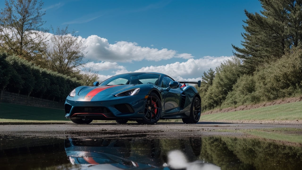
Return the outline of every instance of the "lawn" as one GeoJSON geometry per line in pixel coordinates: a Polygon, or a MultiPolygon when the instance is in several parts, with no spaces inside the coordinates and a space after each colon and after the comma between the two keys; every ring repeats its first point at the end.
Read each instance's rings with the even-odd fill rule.
{"type": "MultiPolygon", "coordinates": [[[[202,115],[200,121],[302,121],[302,101],[202,115]]],[[[0,103],[0,122],[71,122],[63,110],[0,103]]],[[[181,121],[181,119],[160,122],[181,121]]]]}

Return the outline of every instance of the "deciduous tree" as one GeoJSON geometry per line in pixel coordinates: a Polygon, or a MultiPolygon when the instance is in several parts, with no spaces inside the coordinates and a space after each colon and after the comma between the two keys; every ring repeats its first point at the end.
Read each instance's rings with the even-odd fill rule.
{"type": "Polygon", "coordinates": [[[68,27],[57,28],[50,38],[46,56],[50,68],[63,74],[70,75],[84,64],[86,47],[83,41],[75,36],[75,31],[69,33],[68,27]]]}
{"type": "Polygon", "coordinates": [[[45,50],[47,30],[41,27],[45,22],[41,11],[43,3],[37,0],[5,0],[0,11],[0,45],[8,52],[36,60],[45,50]],[[39,54],[40,54],[39,55],[39,54]]]}

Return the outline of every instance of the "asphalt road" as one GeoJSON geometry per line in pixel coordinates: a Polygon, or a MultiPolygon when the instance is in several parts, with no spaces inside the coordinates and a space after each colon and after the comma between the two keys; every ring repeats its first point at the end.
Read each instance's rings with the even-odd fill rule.
{"type": "Polygon", "coordinates": [[[240,136],[247,135],[240,130],[222,132],[220,130],[241,130],[269,129],[278,127],[300,129],[300,123],[230,123],[200,122],[196,124],[178,123],[159,123],[153,125],[136,123],[120,124],[98,123],[88,125],[73,123],[62,124],[0,125],[0,134],[21,136],[35,136],[64,138],[73,136],[123,137],[140,135],[159,138],[176,138],[185,136],[240,136]]]}

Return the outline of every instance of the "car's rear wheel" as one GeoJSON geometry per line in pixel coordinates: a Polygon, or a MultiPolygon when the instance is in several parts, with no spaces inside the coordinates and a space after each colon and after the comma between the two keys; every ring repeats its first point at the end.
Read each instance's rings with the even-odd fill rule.
{"type": "Polygon", "coordinates": [[[115,121],[116,122],[118,123],[123,124],[127,123],[128,122],[128,120],[126,120],[125,119],[119,119],[118,120],[116,120],[115,121]]]}
{"type": "Polygon", "coordinates": [[[201,107],[199,99],[195,97],[191,105],[190,116],[188,118],[182,119],[182,122],[186,124],[196,123],[199,121],[201,107]]]}
{"type": "Polygon", "coordinates": [[[93,120],[90,119],[70,119],[71,121],[77,124],[89,124],[93,120]]]}
{"type": "Polygon", "coordinates": [[[147,99],[145,115],[143,118],[143,123],[152,125],[156,123],[160,118],[161,113],[160,100],[156,94],[151,93],[147,99]]]}

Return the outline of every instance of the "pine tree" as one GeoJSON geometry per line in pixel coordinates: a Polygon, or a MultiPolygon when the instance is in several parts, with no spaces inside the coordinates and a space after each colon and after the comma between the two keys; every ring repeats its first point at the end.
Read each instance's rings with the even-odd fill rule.
{"type": "Polygon", "coordinates": [[[302,39],[302,1],[259,1],[263,9],[260,13],[244,11],[247,19],[241,34],[243,47],[232,44],[249,74],[280,58],[302,39]]]}

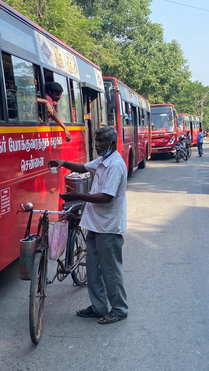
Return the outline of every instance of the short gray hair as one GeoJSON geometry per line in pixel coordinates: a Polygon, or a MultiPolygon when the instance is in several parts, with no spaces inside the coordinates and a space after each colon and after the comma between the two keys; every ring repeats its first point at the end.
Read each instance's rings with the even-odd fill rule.
{"type": "Polygon", "coordinates": [[[112,126],[104,126],[101,129],[96,130],[95,134],[103,135],[108,143],[110,143],[112,140],[115,141],[117,145],[118,142],[118,132],[112,126]]]}

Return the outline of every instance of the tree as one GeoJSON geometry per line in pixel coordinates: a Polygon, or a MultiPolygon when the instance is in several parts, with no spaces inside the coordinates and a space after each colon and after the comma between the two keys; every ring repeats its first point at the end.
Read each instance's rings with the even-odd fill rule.
{"type": "Polygon", "coordinates": [[[167,103],[182,90],[190,72],[177,42],[165,42],[161,26],[151,22],[151,1],[76,3],[94,21],[91,35],[114,60],[110,65],[99,55],[93,58],[103,74],[117,77],[152,103],[167,103]]]}
{"type": "MultiPolygon", "coordinates": [[[[6,4],[38,23],[87,58],[108,53],[91,35],[93,22],[68,0],[5,0],[6,4]]],[[[111,63],[110,58],[109,62],[111,63]]]]}
{"type": "Polygon", "coordinates": [[[209,86],[189,81],[173,103],[177,112],[201,116],[204,127],[209,127],[209,86]]]}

### EXERCISE DIRECTIONS:
Could you copy the listing above verbatim, starting with the line containing "Return the outline of every instance of the tree" and going on through the end of the listing?

### TASK SOLUTION:
Return the outline of every instance of the tree as one GeoJSON geometry per line in pixel coordinates: a Polygon, or a MultiPolygon when the instance is in several parts, with no spaces inside the coordinates and a space after each colon and after the comma between the two keys; every ring repeats its first point at the end.
Read each instance's rings with the even-odd fill rule.
{"type": "Polygon", "coordinates": [[[167,103],[182,90],[190,72],[177,42],[165,42],[161,26],[151,22],[151,1],[76,3],[94,21],[91,35],[114,60],[110,65],[99,55],[93,58],[103,74],[117,77],[152,103],[167,103]]]}
{"type": "MultiPolygon", "coordinates": [[[[6,4],[38,23],[87,58],[108,53],[91,35],[93,22],[68,0],[5,0],[6,4]]],[[[111,63],[110,58],[109,62],[111,63]]]]}
{"type": "Polygon", "coordinates": [[[209,86],[189,81],[173,103],[177,112],[201,116],[204,127],[209,127],[209,86]]]}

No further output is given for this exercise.